** BEGIN Dataset rows **
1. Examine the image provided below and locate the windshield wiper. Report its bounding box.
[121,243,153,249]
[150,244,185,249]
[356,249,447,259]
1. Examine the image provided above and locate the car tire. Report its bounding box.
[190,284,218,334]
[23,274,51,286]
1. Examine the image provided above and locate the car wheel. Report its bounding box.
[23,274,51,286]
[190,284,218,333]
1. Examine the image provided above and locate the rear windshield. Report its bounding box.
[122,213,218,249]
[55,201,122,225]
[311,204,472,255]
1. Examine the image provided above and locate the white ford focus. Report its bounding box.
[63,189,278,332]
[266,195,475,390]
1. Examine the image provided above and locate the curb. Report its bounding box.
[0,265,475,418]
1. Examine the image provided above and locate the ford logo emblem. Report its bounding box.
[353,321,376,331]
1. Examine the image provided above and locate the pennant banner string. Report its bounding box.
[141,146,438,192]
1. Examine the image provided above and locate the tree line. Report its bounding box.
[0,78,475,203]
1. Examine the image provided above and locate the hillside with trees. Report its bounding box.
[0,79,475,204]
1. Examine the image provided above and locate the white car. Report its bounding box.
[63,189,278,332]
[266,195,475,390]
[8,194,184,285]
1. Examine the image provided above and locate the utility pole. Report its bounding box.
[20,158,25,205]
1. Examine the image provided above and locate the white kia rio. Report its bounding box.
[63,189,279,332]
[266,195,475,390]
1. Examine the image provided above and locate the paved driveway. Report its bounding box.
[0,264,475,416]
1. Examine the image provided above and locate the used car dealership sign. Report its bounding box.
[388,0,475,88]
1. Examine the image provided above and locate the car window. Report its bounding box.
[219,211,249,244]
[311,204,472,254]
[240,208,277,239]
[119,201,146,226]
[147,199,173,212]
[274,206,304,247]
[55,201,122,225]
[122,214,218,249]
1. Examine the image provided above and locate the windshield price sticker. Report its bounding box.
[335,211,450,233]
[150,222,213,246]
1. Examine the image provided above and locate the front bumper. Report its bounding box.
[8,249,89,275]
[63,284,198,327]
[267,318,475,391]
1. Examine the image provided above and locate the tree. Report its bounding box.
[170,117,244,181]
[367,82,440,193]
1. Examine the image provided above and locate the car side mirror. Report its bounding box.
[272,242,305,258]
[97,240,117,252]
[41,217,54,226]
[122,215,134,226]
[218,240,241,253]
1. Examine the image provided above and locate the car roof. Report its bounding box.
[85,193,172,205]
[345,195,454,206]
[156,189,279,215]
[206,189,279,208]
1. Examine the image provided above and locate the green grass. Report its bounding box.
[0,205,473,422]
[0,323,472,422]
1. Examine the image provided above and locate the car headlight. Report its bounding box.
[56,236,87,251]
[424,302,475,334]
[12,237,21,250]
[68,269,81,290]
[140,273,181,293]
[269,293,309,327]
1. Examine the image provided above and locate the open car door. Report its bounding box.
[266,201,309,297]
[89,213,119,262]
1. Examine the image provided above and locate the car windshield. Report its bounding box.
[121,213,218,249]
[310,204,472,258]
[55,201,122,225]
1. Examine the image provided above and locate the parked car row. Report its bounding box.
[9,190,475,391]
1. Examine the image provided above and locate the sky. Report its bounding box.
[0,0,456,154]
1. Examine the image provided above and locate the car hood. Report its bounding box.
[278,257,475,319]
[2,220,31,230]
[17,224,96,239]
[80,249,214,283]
** END Dataset rows **
> Set task
Please print every one of the items above again, word for word, with each line unchanged.

> Solution for this exercise
1. Examine the image provided below and locate the windshield wiper. Report its bounding box.
[121,243,153,249]
[150,244,185,249]
[356,249,447,259]
1. Examine the image provided above and locate the car tire. Report its bounding box.
[190,284,218,334]
[23,274,51,286]
1. Examine the image provided above and locate the car wheel. Report its bounding box.
[23,274,51,286]
[190,284,218,333]
1. Examine the image provided above and locate the rear windshield. Report its bounding box.
[122,213,218,249]
[55,201,122,225]
[311,204,472,255]
1. Examine the image provided above and locate the white ford focus. Report its bounding box.
[63,189,278,332]
[266,195,475,390]
1. Examine the image provided above and locate the curb. Report its bounding box.
[0,265,475,418]
1. Examine the image provided above and locate the ford logo emblem. Report its bounding box.
[353,321,376,331]
1. Examine the image provided above and locate the pennant banner string. Report its bounding box.
[141,146,438,192]
1. Examine the image provided above and locate the tree line. Report its bounding box.
[0,78,475,203]
1. Examine the image provided above and locate the hillside with trees. Report its bounding box.
[0,79,475,204]
1. Examine the image provided above and locate the white car. Report its bounding box.
[63,189,278,332]
[266,195,475,390]
[8,194,184,285]
1. Examine the image provided above and locate the utility pole. Report its bounding box.
[20,158,25,205]
1. Examine the image provided above and locate the white kia rio. Report its bounding box.
[63,189,279,332]
[266,195,475,390]
1. Examine the image provided above and locate the paved driveway. Report its bounding box.
[0,264,475,416]
1. Examine the image provided above and locate the used car dealership sign. Report its bounding box.
[388,0,475,88]
1. Examine the image provided above and locate the car window. Report its bounding box.
[219,211,249,244]
[311,204,472,254]
[240,208,277,239]
[119,201,146,226]
[147,199,173,212]
[274,206,304,247]
[55,201,122,225]
[122,214,218,249]
1. Examine the image provided above and locate the windshield price sticker. Report its bounding box.
[335,211,450,233]
[150,222,213,246]
1. Examine the image provided above and locate the front bumper. Report its bounding box.
[8,249,89,275]
[63,284,198,327]
[267,318,475,391]
1. Examine the image provided above and locate the tree. Report its bounding box.
[170,117,244,181]
[367,82,440,193]
1. Examine the image provided above and locate the car side mirror. Report its bounding box.
[272,242,305,258]
[97,240,117,252]
[41,217,54,226]
[122,215,134,226]
[218,240,241,253]
1. Examine the image provided above and locate the car roof. Report its bounding box.
[85,193,172,205]
[345,195,454,206]
[156,189,279,215]
[206,189,279,208]
1. Examine the image provided above and locate the green grass. Report its bounding box.
[0,205,473,422]
[0,323,472,422]
1. Examine the image provided above and locate the car headlight. Report its bounding box.
[56,236,87,251]
[424,302,475,334]
[12,237,21,250]
[68,269,81,290]
[140,273,181,293]
[269,293,309,327]
1. Examine the image provided above and locate the open car door. Report its bounding box.
[266,201,309,297]
[89,213,119,262]
1. Examine the image provided above and locate the car windshield. Report its bounding box.
[121,213,218,249]
[310,204,472,258]
[55,201,122,225]
1. Examine the image provided above and locate the parked car row. Report its bounding box.
[9,190,475,391]
1. Examine the image provided above and locate the sky. Report its bounding box.
[0,0,456,154]
1. Examine the image provided above and locate the car hood. Report its bounding box.
[278,257,475,319]
[2,220,31,230]
[17,224,96,239]
[80,249,214,283]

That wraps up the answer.